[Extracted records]
>> START

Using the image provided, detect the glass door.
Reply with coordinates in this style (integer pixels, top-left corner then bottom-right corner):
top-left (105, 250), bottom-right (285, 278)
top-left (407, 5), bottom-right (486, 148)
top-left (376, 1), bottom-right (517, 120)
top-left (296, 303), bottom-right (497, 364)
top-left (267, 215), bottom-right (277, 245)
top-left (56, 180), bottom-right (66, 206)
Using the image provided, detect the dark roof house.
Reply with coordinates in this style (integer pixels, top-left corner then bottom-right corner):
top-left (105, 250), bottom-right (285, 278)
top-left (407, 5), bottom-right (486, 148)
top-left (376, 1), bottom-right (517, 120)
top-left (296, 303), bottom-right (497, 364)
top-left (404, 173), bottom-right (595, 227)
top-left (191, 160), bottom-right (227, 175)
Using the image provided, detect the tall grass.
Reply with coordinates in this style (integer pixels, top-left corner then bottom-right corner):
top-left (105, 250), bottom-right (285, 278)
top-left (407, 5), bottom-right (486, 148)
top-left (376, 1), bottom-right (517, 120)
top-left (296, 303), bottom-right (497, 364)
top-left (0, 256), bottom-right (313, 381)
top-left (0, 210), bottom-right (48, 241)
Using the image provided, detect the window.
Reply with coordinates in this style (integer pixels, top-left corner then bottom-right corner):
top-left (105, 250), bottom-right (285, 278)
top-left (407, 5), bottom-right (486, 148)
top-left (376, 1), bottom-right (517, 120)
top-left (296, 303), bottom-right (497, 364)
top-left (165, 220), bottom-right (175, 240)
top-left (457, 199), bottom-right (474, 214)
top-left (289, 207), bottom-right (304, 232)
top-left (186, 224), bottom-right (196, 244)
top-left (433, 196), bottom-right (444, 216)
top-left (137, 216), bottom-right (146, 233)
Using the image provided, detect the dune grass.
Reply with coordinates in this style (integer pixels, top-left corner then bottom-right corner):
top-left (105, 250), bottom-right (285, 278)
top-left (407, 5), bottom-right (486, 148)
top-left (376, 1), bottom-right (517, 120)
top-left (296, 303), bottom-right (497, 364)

>> END

**What to produce:** Reproduce all of the entries above, changing every instance of "detect" to "locate" and keeping everything else the same.

**The response:**
Using the image provided, locate the glass door.
Reply with coordinates in this style (integer pixels, top-left corner then bottom-right corner):
top-left (105, 250), bottom-right (285, 278)
top-left (407, 5), bottom-right (486, 148)
top-left (376, 1), bottom-right (517, 120)
top-left (296, 303), bottom-right (497, 364)
top-left (267, 215), bottom-right (277, 245)
top-left (56, 180), bottom-right (66, 206)
Using the image provided, locate the dark roof house.
Reply with coordinates in this style (integer pixels, top-left corner then bottom-right corner):
top-left (105, 250), bottom-right (285, 278)
top-left (407, 5), bottom-right (486, 148)
top-left (376, 1), bottom-right (517, 120)
top-left (296, 303), bottom-right (497, 364)
top-left (404, 173), bottom-right (595, 227)
top-left (191, 160), bottom-right (227, 175)
Using the image provided, locate the tall grass.
Reply with coordinates in this style (integer pixels, top-left corner then bottom-right corner):
top-left (105, 250), bottom-right (285, 278)
top-left (407, 5), bottom-right (486, 148)
top-left (376, 1), bottom-right (517, 120)
top-left (296, 303), bottom-right (497, 364)
top-left (0, 256), bottom-right (313, 381)
top-left (0, 210), bottom-right (48, 241)
Using the image provided, locate the window.
Reply with coordinates in this style (integer pixels, top-left corner then bottom-right corner):
top-left (105, 250), bottom-right (285, 278)
top-left (407, 5), bottom-right (486, 148)
top-left (376, 1), bottom-right (517, 120)
top-left (296, 303), bottom-right (497, 364)
top-left (165, 220), bottom-right (175, 240)
top-left (457, 199), bottom-right (474, 214)
top-left (289, 207), bottom-right (304, 232)
top-left (186, 224), bottom-right (196, 244)
top-left (433, 196), bottom-right (444, 216)
top-left (137, 216), bottom-right (146, 233)
Using the image provided, locate the dune grass.
Reply with coordinates in this style (integer pixels, top-left corner then bottom-right corner):
top-left (105, 250), bottom-right (285, 278)
top-left (407, 5), bottom-right (486, 148)
top-left (376, 1), bottom-right (517, 120)
top-left (296, 303), bottom-right (497, 364)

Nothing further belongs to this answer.